→ **TO BE DONE**
Can you copy the material below word for word, leaving the pictures out of your answer?

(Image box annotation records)
◆ ◆ ◆ ◆

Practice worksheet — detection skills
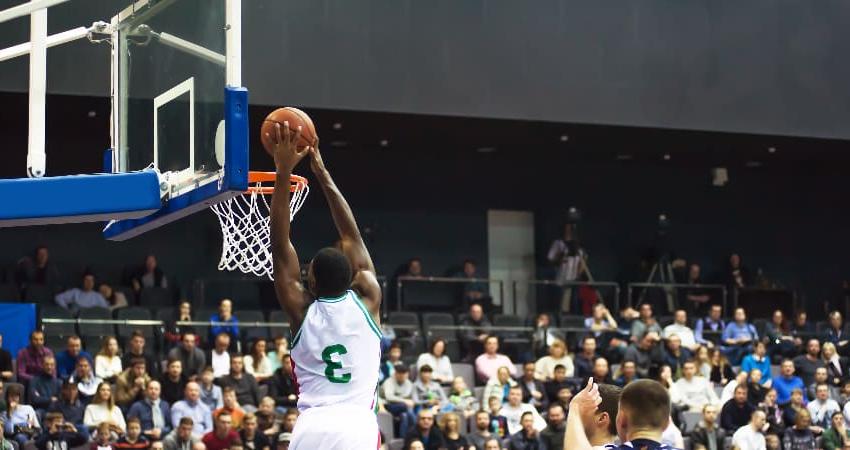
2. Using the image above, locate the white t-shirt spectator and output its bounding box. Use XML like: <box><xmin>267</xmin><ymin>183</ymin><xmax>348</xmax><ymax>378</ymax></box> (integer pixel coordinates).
<box><xmin>732</xmin><ymin>424</ymin><xmax>767</xmax><ymax>450</ymax></box>
<box><xmin>94</xmin><ymin>355</ymin><xmax>121</xmax><ymax>378</ymax></box>
<box><xmin>534</xmin><ymin>355</ymin><xmax>575</xmax><ymax>380</ymax></box>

◆ ◆ ◆ ◆

→ **FULL ANSWER**
Practice worksheet — detection skills
2. Using the image above, locate the white t-shirt spectator and output its bounding box. Use XML like: <box><xmin>267</xmin><ymin>183</ymin><xmax>348</xmax><ymax>378</ymax></box> (integer pixel coordinates).
<box><xmin>732</xmin><ymin>424</ymin><xmax>767</xmax><ymax>450</ymax></box>
<box><xmin>94</xmin><ymin>355</ymin><xmax>121</xmax><ymax>378</ymax></box>
<box><xmin>534</xmin><ymin>355</ymin><xmax>575</xmax><ymax>380</ymax></box>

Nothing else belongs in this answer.